- [QUÉ HACER]: Reproduce textualmente las líneas de los ítems de abajo, comenzando por la que contiene "occurrences of distant" y terminando con la que contiene "occurrences of jagged", ambas incluidas.

- [EXTRACTOS DE ÍTEMS]:
--------------------------------
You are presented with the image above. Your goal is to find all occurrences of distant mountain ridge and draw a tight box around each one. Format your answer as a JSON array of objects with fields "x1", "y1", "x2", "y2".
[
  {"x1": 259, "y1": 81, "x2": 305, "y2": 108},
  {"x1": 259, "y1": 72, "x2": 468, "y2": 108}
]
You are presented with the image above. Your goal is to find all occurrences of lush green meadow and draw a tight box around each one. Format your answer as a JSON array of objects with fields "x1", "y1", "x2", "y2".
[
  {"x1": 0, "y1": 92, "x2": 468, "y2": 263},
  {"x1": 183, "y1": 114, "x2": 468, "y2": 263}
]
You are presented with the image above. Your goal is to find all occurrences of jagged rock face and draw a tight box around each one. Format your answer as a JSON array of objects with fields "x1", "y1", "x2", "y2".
--------------------------------
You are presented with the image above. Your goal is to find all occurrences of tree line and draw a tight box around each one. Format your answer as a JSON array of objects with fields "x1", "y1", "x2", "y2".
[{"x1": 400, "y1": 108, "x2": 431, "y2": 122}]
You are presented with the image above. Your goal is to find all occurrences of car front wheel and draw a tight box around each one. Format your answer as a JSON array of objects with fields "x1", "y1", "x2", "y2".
--------------------------------
- [RESULTADO FINAL]:
You are presented with the image above. Your goal is to find all occurrences of distant mountain ridge and draw a tight box around each one. Format your answer as a JSON array of objects with fields "x1", "y1", "x2", "y2".
[
  {"x1": 259, "y1": 81, "x2": 305, "y2": 108},
  {"x1": 259, "y1": 72, "x2": 468, "y2": 108}
]
You are presented with the image above. Your goal is to find all occurrences of lush green meadow and draw a tight box around each one. Format your answer as a JSON array of objects with fields "x1", "y1", "x2", "y2".
[
  {"x1": 0, "y1": 92, "x2": 468, "y2": 263},
  {"x1": 183, "y1": 114, "x2": 468, "y2": 263}
]
You are presented with the image above. Your goal is to find all occurrences of jagged rock face and draw a tight box around each one. Format your answer as a JSON array of objects with fields "x1", "y1", "x2", "y2".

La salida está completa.